### ACTIVITY
Nothing below is to be printed except the lines between the line holding "Could you point out every instance of the white ceiling" and the line holding "Could you point out every instance of the blue", inclusive, each exactly as it appears.
[[ RECORD SET open ]]
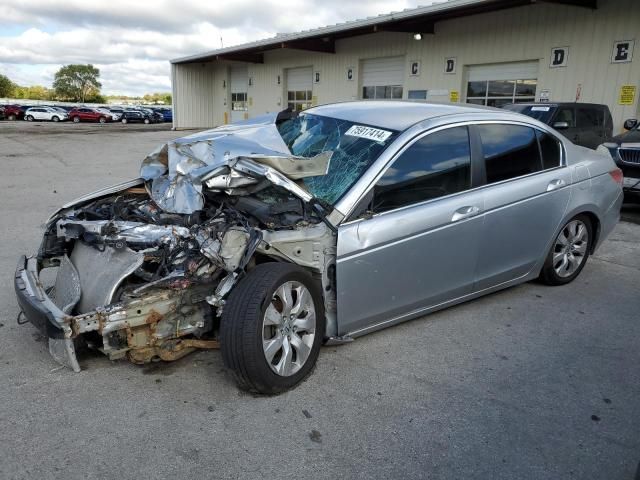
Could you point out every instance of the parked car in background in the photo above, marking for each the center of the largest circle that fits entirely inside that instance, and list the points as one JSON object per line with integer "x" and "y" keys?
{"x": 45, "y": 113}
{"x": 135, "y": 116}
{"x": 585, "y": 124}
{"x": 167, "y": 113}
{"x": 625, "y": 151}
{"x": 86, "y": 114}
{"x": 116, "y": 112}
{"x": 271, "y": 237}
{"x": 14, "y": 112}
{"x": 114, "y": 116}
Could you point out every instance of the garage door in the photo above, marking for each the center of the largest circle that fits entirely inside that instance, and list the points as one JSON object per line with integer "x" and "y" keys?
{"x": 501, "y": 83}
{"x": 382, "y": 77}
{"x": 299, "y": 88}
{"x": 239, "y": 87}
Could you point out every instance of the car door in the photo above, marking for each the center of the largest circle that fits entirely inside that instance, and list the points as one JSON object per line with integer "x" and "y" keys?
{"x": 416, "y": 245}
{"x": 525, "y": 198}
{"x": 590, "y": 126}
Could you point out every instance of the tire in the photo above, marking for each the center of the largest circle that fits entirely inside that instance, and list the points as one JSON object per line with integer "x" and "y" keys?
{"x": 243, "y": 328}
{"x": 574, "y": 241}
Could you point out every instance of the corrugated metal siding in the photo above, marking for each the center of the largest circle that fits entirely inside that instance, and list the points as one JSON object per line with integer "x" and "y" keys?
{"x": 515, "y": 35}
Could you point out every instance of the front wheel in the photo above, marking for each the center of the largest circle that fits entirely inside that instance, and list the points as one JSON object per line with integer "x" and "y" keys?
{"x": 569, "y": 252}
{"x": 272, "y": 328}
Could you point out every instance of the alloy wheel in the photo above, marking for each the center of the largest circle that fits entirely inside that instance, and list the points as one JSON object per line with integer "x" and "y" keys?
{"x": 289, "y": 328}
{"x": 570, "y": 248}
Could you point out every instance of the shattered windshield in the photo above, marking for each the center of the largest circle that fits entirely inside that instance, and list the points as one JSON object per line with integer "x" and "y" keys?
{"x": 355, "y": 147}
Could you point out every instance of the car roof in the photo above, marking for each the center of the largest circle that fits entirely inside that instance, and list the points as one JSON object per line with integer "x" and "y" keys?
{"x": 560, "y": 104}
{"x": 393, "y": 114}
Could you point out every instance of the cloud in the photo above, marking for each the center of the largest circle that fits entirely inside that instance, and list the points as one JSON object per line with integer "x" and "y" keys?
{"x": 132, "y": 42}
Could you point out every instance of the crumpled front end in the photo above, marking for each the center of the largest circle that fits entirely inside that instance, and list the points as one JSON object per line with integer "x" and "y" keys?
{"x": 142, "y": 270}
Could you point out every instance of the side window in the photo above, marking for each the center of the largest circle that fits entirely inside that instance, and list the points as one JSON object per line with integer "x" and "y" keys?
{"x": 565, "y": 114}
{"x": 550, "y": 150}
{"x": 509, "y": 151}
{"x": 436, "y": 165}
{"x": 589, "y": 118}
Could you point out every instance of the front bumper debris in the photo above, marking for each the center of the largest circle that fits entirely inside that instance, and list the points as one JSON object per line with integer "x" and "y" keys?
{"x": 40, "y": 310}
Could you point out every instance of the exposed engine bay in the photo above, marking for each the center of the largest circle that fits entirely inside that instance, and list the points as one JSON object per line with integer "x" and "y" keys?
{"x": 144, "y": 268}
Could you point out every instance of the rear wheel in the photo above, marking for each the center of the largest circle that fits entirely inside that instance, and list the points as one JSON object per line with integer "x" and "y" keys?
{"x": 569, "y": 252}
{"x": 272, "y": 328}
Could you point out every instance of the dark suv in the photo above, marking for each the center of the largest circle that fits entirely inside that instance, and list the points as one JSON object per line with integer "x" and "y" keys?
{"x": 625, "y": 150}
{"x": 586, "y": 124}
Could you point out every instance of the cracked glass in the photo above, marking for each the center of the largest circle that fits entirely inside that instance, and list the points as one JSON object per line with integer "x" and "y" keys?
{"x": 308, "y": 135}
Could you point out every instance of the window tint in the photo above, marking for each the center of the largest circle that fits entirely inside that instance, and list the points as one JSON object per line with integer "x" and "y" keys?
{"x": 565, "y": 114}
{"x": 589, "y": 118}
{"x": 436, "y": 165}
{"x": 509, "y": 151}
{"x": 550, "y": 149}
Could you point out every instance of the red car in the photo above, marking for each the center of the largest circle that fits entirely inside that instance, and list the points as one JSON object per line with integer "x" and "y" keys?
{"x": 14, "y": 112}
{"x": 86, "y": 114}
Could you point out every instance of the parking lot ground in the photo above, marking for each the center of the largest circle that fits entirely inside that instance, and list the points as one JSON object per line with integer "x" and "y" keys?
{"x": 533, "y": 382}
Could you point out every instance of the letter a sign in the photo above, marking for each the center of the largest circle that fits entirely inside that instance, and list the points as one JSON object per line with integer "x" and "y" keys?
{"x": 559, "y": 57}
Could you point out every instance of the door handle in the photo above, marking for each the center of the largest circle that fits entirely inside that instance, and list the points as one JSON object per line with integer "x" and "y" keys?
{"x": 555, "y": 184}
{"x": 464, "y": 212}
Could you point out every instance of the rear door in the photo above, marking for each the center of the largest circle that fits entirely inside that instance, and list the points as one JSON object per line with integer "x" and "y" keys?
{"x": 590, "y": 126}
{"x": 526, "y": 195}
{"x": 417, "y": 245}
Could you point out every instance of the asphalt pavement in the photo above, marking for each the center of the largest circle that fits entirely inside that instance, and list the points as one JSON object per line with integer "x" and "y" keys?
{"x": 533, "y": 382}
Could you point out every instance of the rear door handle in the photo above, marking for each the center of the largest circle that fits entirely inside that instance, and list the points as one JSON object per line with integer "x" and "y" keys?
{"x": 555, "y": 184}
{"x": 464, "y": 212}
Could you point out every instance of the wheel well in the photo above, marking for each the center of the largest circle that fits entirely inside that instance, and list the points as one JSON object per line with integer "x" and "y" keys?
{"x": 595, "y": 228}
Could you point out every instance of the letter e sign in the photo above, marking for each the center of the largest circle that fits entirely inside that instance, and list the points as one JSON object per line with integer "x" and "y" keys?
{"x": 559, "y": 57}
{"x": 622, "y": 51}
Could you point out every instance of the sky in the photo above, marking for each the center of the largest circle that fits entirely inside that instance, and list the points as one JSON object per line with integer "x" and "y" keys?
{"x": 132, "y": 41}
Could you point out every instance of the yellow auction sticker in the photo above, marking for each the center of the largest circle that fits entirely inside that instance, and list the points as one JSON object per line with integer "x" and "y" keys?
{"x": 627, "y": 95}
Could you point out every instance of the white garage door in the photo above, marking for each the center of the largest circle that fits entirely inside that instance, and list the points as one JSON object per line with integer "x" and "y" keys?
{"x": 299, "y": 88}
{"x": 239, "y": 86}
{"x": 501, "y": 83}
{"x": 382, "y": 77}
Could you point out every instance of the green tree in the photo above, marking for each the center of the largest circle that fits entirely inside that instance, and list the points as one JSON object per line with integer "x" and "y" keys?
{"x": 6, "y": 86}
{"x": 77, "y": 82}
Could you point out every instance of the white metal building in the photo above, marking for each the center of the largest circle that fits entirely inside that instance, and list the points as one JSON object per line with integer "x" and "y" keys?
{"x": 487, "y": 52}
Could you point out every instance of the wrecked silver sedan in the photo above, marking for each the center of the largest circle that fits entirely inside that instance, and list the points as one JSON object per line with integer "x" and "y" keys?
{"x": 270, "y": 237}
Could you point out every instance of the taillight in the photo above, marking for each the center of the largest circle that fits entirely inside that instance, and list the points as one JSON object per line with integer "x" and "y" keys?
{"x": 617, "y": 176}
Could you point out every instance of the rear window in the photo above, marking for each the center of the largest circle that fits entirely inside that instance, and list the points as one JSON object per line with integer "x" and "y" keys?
[[ RECORD SET closed ]]
[[ RECORD SET open ]]
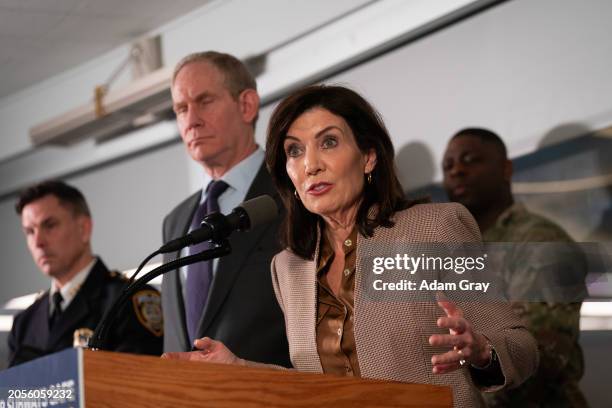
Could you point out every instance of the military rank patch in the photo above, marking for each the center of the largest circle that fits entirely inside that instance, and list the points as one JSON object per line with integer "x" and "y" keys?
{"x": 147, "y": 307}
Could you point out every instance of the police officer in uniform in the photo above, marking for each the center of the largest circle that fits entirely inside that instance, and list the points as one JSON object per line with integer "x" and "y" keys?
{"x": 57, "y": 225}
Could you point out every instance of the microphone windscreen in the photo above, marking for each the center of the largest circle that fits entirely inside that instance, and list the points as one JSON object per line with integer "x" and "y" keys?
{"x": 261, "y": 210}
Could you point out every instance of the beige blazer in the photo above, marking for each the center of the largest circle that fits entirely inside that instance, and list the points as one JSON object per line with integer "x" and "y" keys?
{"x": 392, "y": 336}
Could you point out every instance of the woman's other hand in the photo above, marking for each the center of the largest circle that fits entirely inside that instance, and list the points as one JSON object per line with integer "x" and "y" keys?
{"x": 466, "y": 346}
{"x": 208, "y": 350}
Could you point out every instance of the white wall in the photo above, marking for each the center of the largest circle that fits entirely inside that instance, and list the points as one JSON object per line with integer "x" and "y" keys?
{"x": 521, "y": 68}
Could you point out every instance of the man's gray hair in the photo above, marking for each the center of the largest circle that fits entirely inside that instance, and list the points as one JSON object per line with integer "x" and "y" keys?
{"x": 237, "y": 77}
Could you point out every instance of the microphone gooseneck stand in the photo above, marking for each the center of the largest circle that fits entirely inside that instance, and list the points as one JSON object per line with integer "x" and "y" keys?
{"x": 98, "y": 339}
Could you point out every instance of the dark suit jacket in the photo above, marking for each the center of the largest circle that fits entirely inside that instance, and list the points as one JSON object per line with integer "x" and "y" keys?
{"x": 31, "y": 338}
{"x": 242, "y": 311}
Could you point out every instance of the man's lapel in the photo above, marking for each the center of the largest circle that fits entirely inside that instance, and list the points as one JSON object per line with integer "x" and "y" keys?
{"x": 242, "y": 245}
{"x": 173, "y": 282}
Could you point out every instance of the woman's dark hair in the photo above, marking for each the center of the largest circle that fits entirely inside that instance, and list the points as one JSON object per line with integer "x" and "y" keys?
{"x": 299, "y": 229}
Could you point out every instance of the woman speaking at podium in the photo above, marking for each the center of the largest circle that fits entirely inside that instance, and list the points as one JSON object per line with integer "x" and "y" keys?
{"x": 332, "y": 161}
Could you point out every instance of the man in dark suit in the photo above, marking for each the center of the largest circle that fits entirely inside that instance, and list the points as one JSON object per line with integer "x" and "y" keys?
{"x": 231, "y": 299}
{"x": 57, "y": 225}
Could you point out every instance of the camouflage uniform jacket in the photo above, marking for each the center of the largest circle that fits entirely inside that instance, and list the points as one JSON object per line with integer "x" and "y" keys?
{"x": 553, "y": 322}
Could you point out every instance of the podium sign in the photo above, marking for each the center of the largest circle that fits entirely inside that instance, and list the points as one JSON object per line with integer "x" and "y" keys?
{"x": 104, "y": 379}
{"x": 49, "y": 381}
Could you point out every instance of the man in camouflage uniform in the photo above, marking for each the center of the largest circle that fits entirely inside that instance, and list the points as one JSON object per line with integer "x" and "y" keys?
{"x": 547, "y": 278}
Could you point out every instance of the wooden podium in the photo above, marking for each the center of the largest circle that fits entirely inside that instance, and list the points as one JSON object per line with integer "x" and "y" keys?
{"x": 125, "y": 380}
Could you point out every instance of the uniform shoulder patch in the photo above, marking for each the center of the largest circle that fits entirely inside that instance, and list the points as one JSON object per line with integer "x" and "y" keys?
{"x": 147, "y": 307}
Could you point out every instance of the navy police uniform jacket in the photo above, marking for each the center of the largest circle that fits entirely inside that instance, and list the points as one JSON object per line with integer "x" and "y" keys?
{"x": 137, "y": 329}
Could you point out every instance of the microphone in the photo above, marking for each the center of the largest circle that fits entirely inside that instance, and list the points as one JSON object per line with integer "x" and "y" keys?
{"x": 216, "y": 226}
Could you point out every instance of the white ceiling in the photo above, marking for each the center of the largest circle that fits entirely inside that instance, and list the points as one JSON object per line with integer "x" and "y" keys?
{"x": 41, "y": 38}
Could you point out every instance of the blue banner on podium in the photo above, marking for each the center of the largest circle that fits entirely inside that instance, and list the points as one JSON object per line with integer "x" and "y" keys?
[[ RECORD SET closed ]]
### SOLUTION
Could you point out every instance of the white ceiling in the photo above, marking for each the center of the largest circle that fits entirely inside that instance, and list the points as one JSON object per line with integer "x" and "y" keys?
{"x": 41, "y": 38}
Could you point out every instance of the blue banner on podium in the photo above, marking for each the center of the largest circle that fits entirely inside that instance, and list the points as one JSON object per line with integer "x" and "y" keys?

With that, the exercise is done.